▸ Your assignment: Leave the images aside and repeat the whole listing exactly.

▸ Input records:
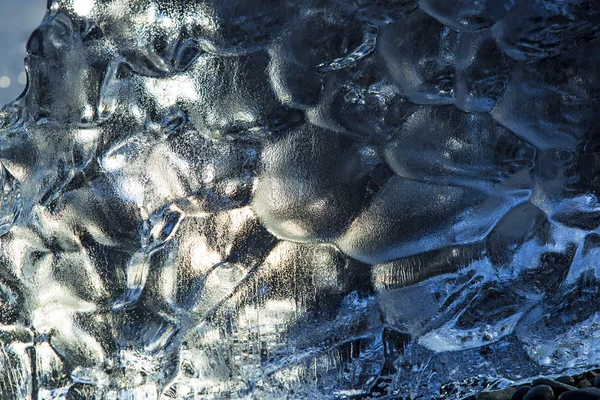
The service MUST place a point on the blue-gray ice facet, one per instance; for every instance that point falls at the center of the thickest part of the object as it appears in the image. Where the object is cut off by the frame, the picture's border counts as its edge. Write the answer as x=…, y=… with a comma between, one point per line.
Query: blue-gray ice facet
x=316, y=199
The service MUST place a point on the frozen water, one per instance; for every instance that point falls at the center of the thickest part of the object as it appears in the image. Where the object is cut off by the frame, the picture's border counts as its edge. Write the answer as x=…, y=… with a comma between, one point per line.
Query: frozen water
x=300, y=199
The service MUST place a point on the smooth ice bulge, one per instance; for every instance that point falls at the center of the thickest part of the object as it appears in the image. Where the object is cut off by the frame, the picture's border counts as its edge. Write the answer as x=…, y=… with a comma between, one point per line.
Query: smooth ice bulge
x=241, y=199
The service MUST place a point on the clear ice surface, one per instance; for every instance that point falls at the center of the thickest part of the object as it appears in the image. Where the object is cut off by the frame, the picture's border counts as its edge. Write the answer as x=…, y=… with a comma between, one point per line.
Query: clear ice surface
x=300, y=199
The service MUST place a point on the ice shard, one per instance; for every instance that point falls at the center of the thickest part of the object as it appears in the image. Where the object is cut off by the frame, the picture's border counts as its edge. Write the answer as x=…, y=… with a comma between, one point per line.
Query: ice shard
x=300, y=199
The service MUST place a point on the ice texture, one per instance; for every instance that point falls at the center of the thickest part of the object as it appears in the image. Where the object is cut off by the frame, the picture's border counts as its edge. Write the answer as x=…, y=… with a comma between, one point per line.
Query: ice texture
x=300, y=199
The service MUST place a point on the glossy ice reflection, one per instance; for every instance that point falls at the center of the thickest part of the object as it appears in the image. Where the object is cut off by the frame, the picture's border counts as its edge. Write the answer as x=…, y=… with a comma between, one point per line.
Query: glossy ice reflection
x=275, y=198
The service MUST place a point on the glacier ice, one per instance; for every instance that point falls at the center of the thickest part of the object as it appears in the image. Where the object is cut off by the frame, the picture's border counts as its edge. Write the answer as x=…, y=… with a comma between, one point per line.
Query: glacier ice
x=300, y=199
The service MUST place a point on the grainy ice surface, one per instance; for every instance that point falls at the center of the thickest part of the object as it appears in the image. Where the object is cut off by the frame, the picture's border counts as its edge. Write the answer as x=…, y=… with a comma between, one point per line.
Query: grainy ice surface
x=300, y=199
x=18, y=18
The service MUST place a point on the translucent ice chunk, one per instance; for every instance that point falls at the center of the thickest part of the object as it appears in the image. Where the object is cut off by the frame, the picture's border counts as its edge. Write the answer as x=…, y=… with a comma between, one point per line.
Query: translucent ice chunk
x=309, y=190
x=10, y=203
x=408, y=217
x=445, y=145
x=562, y=96
x=481, y=72
x=467, y=15
x=546, y=28
x=420, y=54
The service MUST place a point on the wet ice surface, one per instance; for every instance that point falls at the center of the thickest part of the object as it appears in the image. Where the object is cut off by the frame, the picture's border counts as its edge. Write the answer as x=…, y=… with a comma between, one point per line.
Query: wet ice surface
x=306, y=199
x=19, y=18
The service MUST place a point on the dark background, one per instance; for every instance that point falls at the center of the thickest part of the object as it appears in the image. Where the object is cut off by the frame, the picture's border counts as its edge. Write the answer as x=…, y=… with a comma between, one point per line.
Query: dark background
x=18, y=18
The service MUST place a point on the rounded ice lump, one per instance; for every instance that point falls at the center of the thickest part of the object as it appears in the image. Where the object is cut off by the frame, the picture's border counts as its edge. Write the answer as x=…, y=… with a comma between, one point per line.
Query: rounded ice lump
x=316, y=199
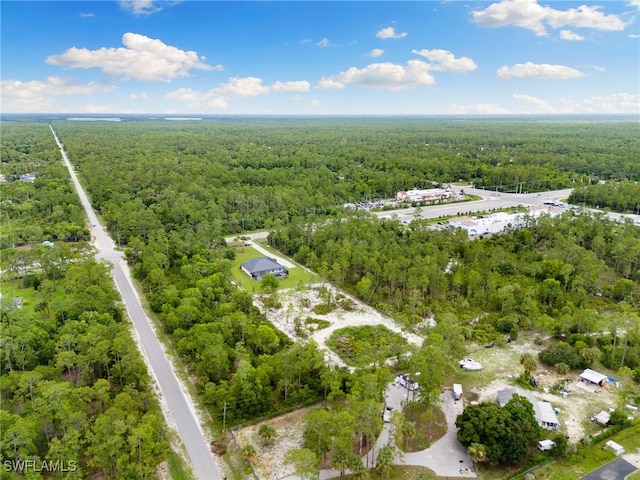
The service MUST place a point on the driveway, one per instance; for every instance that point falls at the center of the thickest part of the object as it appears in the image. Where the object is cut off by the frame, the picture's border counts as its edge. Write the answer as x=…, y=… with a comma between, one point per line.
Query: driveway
x=447, y=457
x=616, y=470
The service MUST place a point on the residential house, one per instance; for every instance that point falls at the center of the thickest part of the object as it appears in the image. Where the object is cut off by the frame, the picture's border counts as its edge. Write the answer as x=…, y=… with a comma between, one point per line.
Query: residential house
x=543, y=412
x=258, y=267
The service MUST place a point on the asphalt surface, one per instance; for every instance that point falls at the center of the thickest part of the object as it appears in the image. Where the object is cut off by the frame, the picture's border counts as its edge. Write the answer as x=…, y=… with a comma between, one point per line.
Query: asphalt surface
x=172, y=393
x=616, y=470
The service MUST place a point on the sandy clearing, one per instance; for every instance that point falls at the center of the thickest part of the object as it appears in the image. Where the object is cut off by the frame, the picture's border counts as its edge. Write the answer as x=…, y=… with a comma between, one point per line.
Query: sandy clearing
x=269, y=459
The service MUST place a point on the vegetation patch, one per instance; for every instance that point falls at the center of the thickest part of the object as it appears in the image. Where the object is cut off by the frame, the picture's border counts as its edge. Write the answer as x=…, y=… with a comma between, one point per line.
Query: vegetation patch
x=359, y=346
x=431, y=425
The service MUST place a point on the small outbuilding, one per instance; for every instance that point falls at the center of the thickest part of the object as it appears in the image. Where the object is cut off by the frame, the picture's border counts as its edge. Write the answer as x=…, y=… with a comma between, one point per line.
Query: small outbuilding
x=543, y=412
x=602, y=418
x=593, y=377
x=258, y=267
x=457, y=391
x=616, y=448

▸ Answer for this exercise:
The service MUST place a point on the blue-gray ice facet, one per instance; for every instance that point falls at the center of the thickest part of the object as it appears in the image. Where the object is cut off by the frame, the picture's border counts as its edge. Write the answer as x=…, y=… with a comma between, one point per line.
Query: blue-gray ice facet
x=316, y=199
The service MUST place a point on the frozen water, one per instance; for every instance that point falls at the center of the thickest part of the object as it appears in the image. Where the object is cut off by the frame, the picture's border counts as its edge. Write the answer as x=…, y=… with a comma between, one point per line.
Query: frozen water
x=300, y=199
The service MUST place a point on the smooth ice bulge, one per instance; for every instance that point falls at the center of the thickest part of the object as it appears in the image. Where the object is cut off by the frame, the picture's border counts as its edge. Write the answer as x=…, y=… with a comma between, one point per line.
Query: smooth ice bulge
x=241, y=199
The service MUST place a point on the clear ice surface, one per instance; for every instance that point falls at the center of the thickest part of the object as it appears in the image. Where the object is cut off by the frame, the picture's border counts as its edge. Write the answer as x=…, y=… with a comma between, one point per line.
Query: clear ice surface
x=300, y=199
The service MUST place a point on the ice shard, one per instance; for every instance that point falls at the center of the thickest part of the object as it appears in the image. Where the object is cut off by the frame, the picture's border counts as its edge. Write the answer as x=…, y=… with a comma between, one point per line.
Query: ice shard
x=300, y=199
The service MUST place a point on the ice texture, one per instance; for every instance that point falls at the center of the thickest part of the object as it appears in the image. Where the object is cut off by the frame, the picture's border counts as its edge. Write the answer as x=…, y=… with a comma between, one point per line.
Query: ice texture
x=300, y=199
The service MUST place a point on the glossy ice reflection, one per instance; for every instance that point falls at the center of the thickest part of the object as it appears in the image. Where the object is cut off by the frame, the picture's border counts as its edge. Write the answer as x=…, y=… with a comma between, one point per line.
Query: glossy ice reflection
x=275, y=198
The service MUST place a point on the glacier ice, one per instance; for every instance that point falls at the center of the thickest part of the object as it appears in the image. Where the object is cut off by the frame, the picture's border counts as its edge. Write the answer as x=…, y=… with a comma between, one point per line.
Query: glacier ice
x=300, y=199
The service MUST place a point on the grainy ice surface, one per instance; for every instance that point falls at the center of the thickest part of the object as it appears in the image. Where the object is cut off by the frame, the picture's border counts as its edge. Write the answer as x=…, y=… with a comma between, one point per line.
Query: grainy ice surface
x=300, y=199
x=18, y=18
The service MUST place a point on the translucent ice chunk, one per instance; for every instance that point falls at the center of the thickest part of the object as it appears in the image. Where the object is cut off by the frame, the picture's border counts as its edge. Write the answer as x=…, y=… with a comma between, one point per line.
Query: translucent ice chunk
x=309, y=190
x=10, y=203
x=408, y=217
x=445, y=145
x=562, y=96
x=481, y=72
x=467, y=15
x=546, y=28
x=420, y=54
The service MUST place a point on the wet ice surface, one per instance; for every instance that point falls at the center of the thickest part of the object as it appears in the image. Where the object is cut off by the frame, the picture's border counts as its edge. Write the answer as x=…, y=… with a comma between, one point per line.
Query: wet ice surface
x=306, y=199
x=19, y=18
The service MUST place a point on the dark background, one per instance; for every instance that point falls at the center of the thickest part of the object as it appears in the image. Where the object is cut off by the frame, the picture's border counts as its edge. Write the answer as x=…, y=… with a comma between, one point per line.
Query: dark background
x=18, y=18
The service MUST place a point on the rounded ice lump, one per instance; for every instance that point falls at the center of the thickest part of the object as it appears in the image. Where the object is cut off by the frame, the picture's border counts as its edge. Write the answer as x=…, y=… with a comma between, one point per line.
Query: rounded ice lump
x=316, y=199
The service MUST place a point on the driveway, one per instance; for every instance that point falls at the center of the thickest part of the object as it appears in the image. Where the object is cut off by the frame, the picture's border counts as its edge. Write the answer as x=…, y=… with a comma between, one point per line.
Query: driveway
x=447, y=457
x=616, y=470
The service MUST place a point on the residential house, one per instance; for every instance that point falls at the center of the thickest part of the object as it appears in the image. Where the object is cut off by the frame, the picture's border counts as its edge. Write the answer as x=…, y=… with a comma between, one point per line.
Query: residential house
x=543, y=412
x=258, y=267
The service MUST place a point on the asphalt surface, one per instance; for every instance that point falls at the center of the thickest part of the object as it appears in the image. Where the object is cut off by the frame, the picture's border counts as its edge. Write the answer as x=…, y=… with a comma between, one point per line.
Query: asphalt surface
x=172, y=393
x=616, y=470
The service MUST place a point on the sandy clearing, one per instance; for every instance that point falls at the center of the thickest part of the object as it appears in the image. Where the object is cut off by the frame, the picture's border counts as its edge. Write the answer as x=…, y=… with a comma between, one point per line.
Query: sandy clearing
x=269, y=459
The service MUST place a point on the vegetation patch, one per instance; for every instance that point falls at the center of the thickest part of the object as it appears in the image. Where the object is cut off by the frame, the picture's border counts as its edge. Write the answer as x=…, y=… with a comma between, one point per line.
Query: vegetation patch
x=359, y=346
x=431, y=425
The service MUST place a point on the small outbuilding, one per instance; for every instance that point falls at the center of the thickest part of the object as it appears in the image. Where the object is cut off by the frame, the picture's border counts as its edge. Write the answer as x=…, y=… with a comma between, one point per line.
Query: small outbuilding
x=543, y=412
x=602, y=418
x=593, y=377
x=258, y=267
x=457, y=391
x=616, y=448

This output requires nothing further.